# [Problema breve 1]
Recopila todas las líneas de los registros que contengan la palabra "black". Distingue entre mayúsculas y minúsculas.

# [Fragmento del documento]
Comienza el Zinemaldia y con él la retrospectiva de Hiroshi Teshigahara. Nuestro primer cronista, Nicolás Auger, abre la cobertura con un poco de contexto y muchas ideas sobre las flores.
Por Nicolás Auger
El viernes arrancó bajo la lluvia la 71º edición del Zinemaldia. Inicio marcado por la aún vigente huelga de actores y guionistas de Hollywood, ya que el actor Javier Bardem, imagen de la edición, no podrá venir al festival ni recibir el premio Donostia. Los debates de la política española alrededor de la organización terrorista ETA también permean la edición de este año. Cinco integrantes del partido de ultraderecha Vox Guipúzcoa han protestado en el exterior del Kursal durante la proyección de No me llame ternera, entrevista del periodista Jordi Évole a José Antonio Urrutikoetxea, exdirigente de ETA. Igual que en la carta firmada por 514 personas que exigió la exclusión del documental en la edición de este año, los protestantes acusan al festival de blanquear el terrorismo con la programación de la película de Évole. ¿Es filmar un delincuente simpatizar con él? ¿Es programar ese filme un indulto? Son preguntas sensibles que se prestan a discusión; la oposición al documental responde de un contundente sí, mientras que el festival opta por mantener en su programación de hoy la película, alegando que dar voz a alguien no es darle la razón. Por otro lado, la presente edición acoge con los brazos abiertos a Víctor Erice y su nueva película, Cerrar los ojos. El carácter festivo de este estreno es inevitable, pues han pasado 31 años desde el último largometraje del cineasta vasco y será el primer encuentro del director con el público tras su ausencia en Cannes. Todas estas noticias se han hecho eco en los medios y en las conversaciones al salir del cine; y aunque el corazón de estos días son las películas y no la política, en un festival tan grande es imposible lanzar una piedra al agua sin que se expandan sus respectivas ondas.
La retrospectiva de este año aborda la filmografía de Hiroshi Teshigahara (Tokio, 1927-2001). Conocí la obra de este cineasta trabajando en una floristería de Barcelona hace unos cinco años. Teshigahara fue maestro ikebana y tenía su propia escuela en Japón, donde estudió la propietaria de dicha floristería. Como agradecimiento, en los años 80 la alumna invitó al maestro a Barcelona y, al enseñarle la ciudad, Teshigahara quedó impresionado con la obra de Gaudí. Poco tiempo después volvió a Barcelona y realizó el documental Gaudí (1984). Esta obra dio a conocer al arquitecto catalán en Japón y, según se dice vulgarmente, es el motivo por el que aún hoy la Sagrada Familia atrae tantos japoneses.

# [Problema breve 2]
Responde estas preguntas sobre la crónica del Zinemaldia:
(a) ¿Cuántas personas firmaron la carta que exigió excluir el documental de Évole?
(b) ¿Cuántos años han pasado desde el último largometraje de Víctor Erice?
(c) ¿Qué documental realizó Teshigahara en Barcelona y en qué año?

# [Material a procesar]
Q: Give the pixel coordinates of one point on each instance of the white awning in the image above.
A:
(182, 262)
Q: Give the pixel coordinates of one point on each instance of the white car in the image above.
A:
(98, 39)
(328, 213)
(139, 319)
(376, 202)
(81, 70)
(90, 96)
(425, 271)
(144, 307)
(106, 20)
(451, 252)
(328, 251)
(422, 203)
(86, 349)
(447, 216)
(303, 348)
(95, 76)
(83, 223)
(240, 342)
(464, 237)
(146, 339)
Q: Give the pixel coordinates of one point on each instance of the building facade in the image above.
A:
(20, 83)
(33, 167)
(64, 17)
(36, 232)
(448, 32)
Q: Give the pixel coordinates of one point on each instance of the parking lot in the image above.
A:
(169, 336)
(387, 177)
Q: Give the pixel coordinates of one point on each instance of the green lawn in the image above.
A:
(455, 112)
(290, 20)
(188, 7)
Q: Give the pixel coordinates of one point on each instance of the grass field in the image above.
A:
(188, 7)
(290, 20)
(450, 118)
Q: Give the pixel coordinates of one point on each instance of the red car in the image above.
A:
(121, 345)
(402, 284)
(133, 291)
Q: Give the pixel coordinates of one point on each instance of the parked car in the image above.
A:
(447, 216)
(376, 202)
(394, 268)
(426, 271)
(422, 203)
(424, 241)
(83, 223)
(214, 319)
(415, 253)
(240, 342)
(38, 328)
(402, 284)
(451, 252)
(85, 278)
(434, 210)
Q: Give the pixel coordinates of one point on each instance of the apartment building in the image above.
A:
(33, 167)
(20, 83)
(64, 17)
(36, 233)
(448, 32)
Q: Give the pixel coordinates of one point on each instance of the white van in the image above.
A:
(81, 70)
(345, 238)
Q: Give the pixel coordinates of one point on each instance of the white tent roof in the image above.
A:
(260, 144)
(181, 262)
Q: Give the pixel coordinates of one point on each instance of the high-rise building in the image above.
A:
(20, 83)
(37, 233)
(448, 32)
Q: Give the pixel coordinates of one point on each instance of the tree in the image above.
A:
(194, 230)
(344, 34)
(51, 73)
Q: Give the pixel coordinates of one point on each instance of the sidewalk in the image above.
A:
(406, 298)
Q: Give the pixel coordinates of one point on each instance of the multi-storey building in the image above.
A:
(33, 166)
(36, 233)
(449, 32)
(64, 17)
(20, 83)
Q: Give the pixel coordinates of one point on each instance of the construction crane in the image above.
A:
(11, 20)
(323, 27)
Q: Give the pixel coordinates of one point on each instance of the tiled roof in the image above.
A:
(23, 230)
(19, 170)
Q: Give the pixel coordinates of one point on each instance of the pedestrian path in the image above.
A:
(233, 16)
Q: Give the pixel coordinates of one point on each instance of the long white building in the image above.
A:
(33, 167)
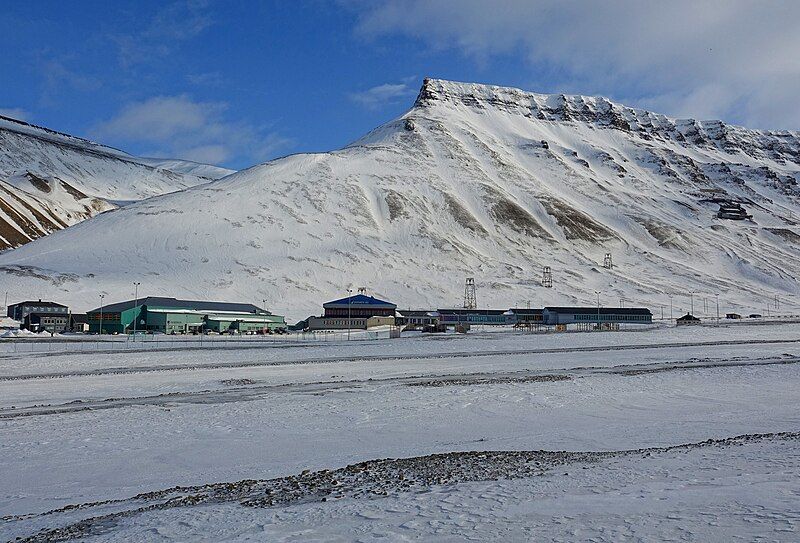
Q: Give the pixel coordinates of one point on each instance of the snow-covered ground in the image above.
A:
(87, 427)
(472, 181)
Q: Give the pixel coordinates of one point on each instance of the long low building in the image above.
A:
(581, 315)
(451, 317)
(173, 316)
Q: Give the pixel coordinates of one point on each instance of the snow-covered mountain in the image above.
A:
(473, 181)
(50, 180)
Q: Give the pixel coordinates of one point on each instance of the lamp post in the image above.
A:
(135, 306)
(598, 308)
(100, 332)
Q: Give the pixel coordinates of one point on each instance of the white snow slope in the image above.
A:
(474, 180)
(50, 180)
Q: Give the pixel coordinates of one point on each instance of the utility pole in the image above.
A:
(598, 308)
(135, 306)
(101, 313)
(349, 320)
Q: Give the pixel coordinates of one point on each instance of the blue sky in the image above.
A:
(236, 83)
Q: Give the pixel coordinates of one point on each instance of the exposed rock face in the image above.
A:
(489, 182)
(50, 180)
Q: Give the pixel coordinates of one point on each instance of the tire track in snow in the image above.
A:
(126, 370)
(258, 392)
(365, 480)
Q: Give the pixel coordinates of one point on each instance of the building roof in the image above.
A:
(39, 303)
(526, 311)
(461, 311)
(418, 313)
(173, 303)
(602, 310)
(359, 300)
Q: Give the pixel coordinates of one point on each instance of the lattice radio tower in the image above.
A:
(547, 277)
(470, 299)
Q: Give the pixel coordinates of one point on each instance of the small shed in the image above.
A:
(687, 319)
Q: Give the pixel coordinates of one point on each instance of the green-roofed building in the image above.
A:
(173, 316)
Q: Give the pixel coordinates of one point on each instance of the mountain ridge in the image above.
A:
(459, 187)
(50, 180)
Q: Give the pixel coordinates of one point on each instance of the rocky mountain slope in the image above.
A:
(50, 180)
(473, 181)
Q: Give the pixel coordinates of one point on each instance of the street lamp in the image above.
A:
(349, 320)
(101, 314)
(135, 306)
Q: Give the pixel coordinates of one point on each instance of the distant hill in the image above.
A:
(50, 180)
(474, 180)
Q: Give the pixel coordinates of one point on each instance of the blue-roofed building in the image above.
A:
(354, 312)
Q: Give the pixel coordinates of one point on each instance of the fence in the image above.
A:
(145, 342)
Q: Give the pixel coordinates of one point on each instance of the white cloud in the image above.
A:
(15, 113)
(171, 25)
(180, 127)
(382, 95)
(718, 58)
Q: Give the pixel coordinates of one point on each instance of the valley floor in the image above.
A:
(671, 434)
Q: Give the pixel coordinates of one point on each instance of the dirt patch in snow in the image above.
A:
(511, 214)
(471, 380)
(576, 224)
(364, 480)
(462, 215)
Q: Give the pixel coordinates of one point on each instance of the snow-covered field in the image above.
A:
(649, 420)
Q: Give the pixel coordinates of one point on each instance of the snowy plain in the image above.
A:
(86, 427)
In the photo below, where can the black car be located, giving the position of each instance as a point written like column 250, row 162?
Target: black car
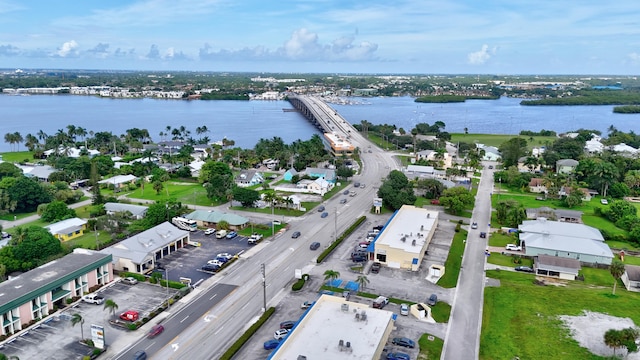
column 524, row 269
column 210, row 267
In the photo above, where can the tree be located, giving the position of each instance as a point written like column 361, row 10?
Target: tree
column 56, row 211
column 617, row 269
column 111, row 306
column 246, row 197
column 77, row 319
column 362, row 281
column 331, row 275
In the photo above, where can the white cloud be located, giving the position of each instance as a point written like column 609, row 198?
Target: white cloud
column 67, row 49
column 482, row 56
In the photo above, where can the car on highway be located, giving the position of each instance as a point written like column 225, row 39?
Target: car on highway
column 513, row 247
column 432, row 300
column 403, row 341
column 129, row 280
column 280, row 334
column 524, row 269
column 129, row 315
column 210, row 267
column 289, row 324
column 398, row 356
column 404, row 309
column 155, row 331
column 271, row 344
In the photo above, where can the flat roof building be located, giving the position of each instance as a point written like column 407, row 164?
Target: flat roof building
column 334, row 328
column 405, row 238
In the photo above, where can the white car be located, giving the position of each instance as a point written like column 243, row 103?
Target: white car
column 513, row 247
column 215, row 262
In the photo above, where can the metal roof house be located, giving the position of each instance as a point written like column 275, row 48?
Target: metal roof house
column 33, row 294
column 141, row 252
column 562, row 239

# [Respuesta completa 1]
In the photo below, where can the black car be located, giving the position of each instance as a point written like column 250, row 162?
Target: black car

# [Respuesta completa 2]
(a) 514 personas.
(b) 31 años.
(c) Gaudí, en 1984.